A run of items

____

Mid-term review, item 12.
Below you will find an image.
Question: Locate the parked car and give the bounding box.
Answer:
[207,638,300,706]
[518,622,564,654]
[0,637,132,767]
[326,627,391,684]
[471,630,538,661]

____

▶ [Work instructions]:
Rewrite each of the items above, swapping "parked car" for "stationary vehicle" and keeping everything else the same.

▶ [Final result]:
Mid-term review, item 12.
Below you will find an image.
Question: Locate the stationary vehicle and give the bounding box.
Answer:
[207,638,300,706]
[518,622,564,654]
[0,637,132,767]
[326,627,391,684]
[471,630,538,661]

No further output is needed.